#### [TEXT SEGMENT]
Warning: Illegal string offset 'singular_post_taxonomy' in /homepages/33/d277883068/htdocs/webs/consider-ed/wp-content/themes/canvas/functions/admin-functions.php on line 2812

Warning: Illegal string offset 'singular_portfolio_taxonomy' in /homepages/33/d277883068/htdocs/webs/consider-ed/wp-content/themes/canvas/includes/theme-functions.php on line 819

Schools in an age of austerity

Print Friendly, PDF & Email

How might the likely post-general election funding squeeze effect schools? Sam Freedman, Director of Research, Evaluation and Impact for Teach First and former Policy Advisor to Michael Gove, explores the consequences, concluding it could force schools to make some significant decisions regarding their futures.

smashed piggy bank

Over the course of the last Labour Government schools saw huge increases in funding. Income doubled in real terms over their thirteen years in power. Most of this extra cash went on additional staff – between 2000 and 2013 the school workforce increased by 62% from 567,000 to 922,000 (nearly all of the extra were teaching assistants and other support staff rather than teachers). In addition Labour spent a fortune on school buildings, particularly in their third term when Building Schools for the Future was ramped up.

This meant that when the fiscal breaks came on in 2010 schools were in a relatively strong position. No organisation can see its budget increase by 5% a year in real terms for over a decade and not have any fat to trim. In addition schools received a relatively good revenue settlement in the 2010 spending review with 5-16 institutions protected in real terms. That’s not to say there’s been no pain – the real terms protection didn’t cover the 200,000 extra pupils that have entered the system over the last five years and 16-19 budgets have been cut significantly – but schools have, on the whole, been able to manage. The Government’s decision to hold pay rises for public sector workers well below inflation over the course of the Parliament has also helped balance budgets.

The next Parliament will be much more challenging. All the main parties have now set out their spending plans and all are promising greater cuts than we’ve seen in this Parliament. The Conservatives have said they will protect 5-16 funding in “cash terms” per pupil – i.e. the amount of cash received for each pupil will stay the same over the Parliament and will not increase in-line with inflation. Labour and the Liberal Democrats have said they will protect the current education budget in “real terms” – so in line with inflation – but not taking into account increases in pupil numbers (there will be 566,000 more pupils in the system by 2020).

For 5-16 institutions these plans end up pretty much in the same place – a 7 to 8% reduction in per pupil funding. If inflation is lower than the Bank of England predict then the Conservative plans will be better for 5-16 institutions; if it’s higher then Labour/Liberal Democrat plans will be. At the same time, in 2016/17, schools will be hit with a £1bn bill for additional pension and national insurance contributions – an additional effective cut of 2.5%.

As Labour and the Liberal Democrats have promised to protect the whole education budget those with a nursery or a sixth form will probably be better off under their plans (the Conservatives haven’t said what they’ll do outside of the 5-16 budget). Otherwise there won’t be much difference.

What this means for schools in practice will depend on two things: how these cuts are distributed and their cost pressures. The distribution, in turn, will depend on whether the next Government maintains the pupil premium at the same level – which has shifted funds towards poorer parts of the country – and whether they introduce a “National Funding Formula” (NFF).

#### [DATA EXTRACT]
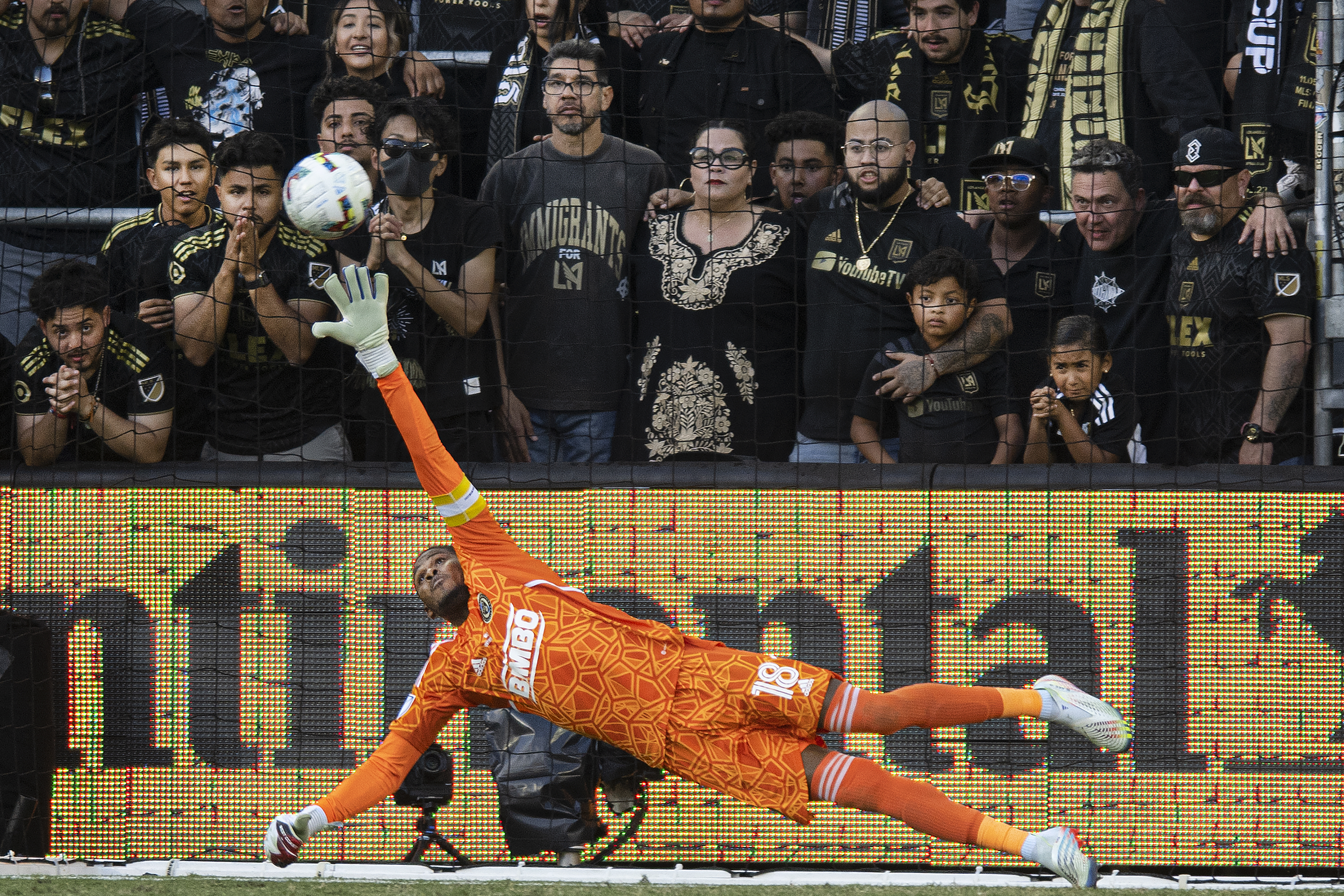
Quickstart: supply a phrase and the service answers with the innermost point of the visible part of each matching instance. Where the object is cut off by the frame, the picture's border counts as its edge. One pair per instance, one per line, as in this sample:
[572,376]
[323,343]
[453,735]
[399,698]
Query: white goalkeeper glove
[287,835]
[363,323]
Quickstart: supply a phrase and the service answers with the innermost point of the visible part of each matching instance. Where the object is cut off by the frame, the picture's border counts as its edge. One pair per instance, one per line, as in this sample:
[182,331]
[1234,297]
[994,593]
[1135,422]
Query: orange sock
[861,784]
[927,706]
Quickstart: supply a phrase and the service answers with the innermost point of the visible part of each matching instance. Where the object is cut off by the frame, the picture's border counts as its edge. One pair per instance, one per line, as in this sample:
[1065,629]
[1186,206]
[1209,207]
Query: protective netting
[836,257]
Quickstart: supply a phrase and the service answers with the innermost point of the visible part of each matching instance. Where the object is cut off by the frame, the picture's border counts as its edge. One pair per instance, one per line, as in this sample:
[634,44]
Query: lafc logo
[780,682]
[522,640]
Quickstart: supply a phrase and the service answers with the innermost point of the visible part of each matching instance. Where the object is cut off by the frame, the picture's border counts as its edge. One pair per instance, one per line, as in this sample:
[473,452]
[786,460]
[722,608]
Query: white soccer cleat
[1090,716]
[1058,851]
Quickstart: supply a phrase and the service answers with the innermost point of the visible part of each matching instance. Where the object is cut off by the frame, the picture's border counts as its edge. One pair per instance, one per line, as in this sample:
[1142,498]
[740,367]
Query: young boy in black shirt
[246,292]
[88,382]
[964,417]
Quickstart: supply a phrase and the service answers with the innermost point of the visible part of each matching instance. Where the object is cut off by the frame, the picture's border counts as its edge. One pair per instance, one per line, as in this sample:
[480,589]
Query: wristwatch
[1256,435]
[263,280]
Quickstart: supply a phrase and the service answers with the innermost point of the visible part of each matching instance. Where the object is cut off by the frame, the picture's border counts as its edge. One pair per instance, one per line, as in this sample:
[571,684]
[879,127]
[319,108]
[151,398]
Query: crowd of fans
[666,233]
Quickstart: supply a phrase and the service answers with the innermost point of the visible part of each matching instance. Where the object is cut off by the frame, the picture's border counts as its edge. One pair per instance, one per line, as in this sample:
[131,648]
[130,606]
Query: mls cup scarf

#### [WHAT TO DO]
1 – In the piece on schools in an age of austerity, by what percentage did the school workforce grow between 2000 and 2013?
2 – List every line of the entries that contains the word "white", matching case exactly.

#### [TASK SOLUTIONS]
1 – By 62%, from 567,000 to 922,000.

2 –
Query: white goalkeeper glove
Query: white soccer cleat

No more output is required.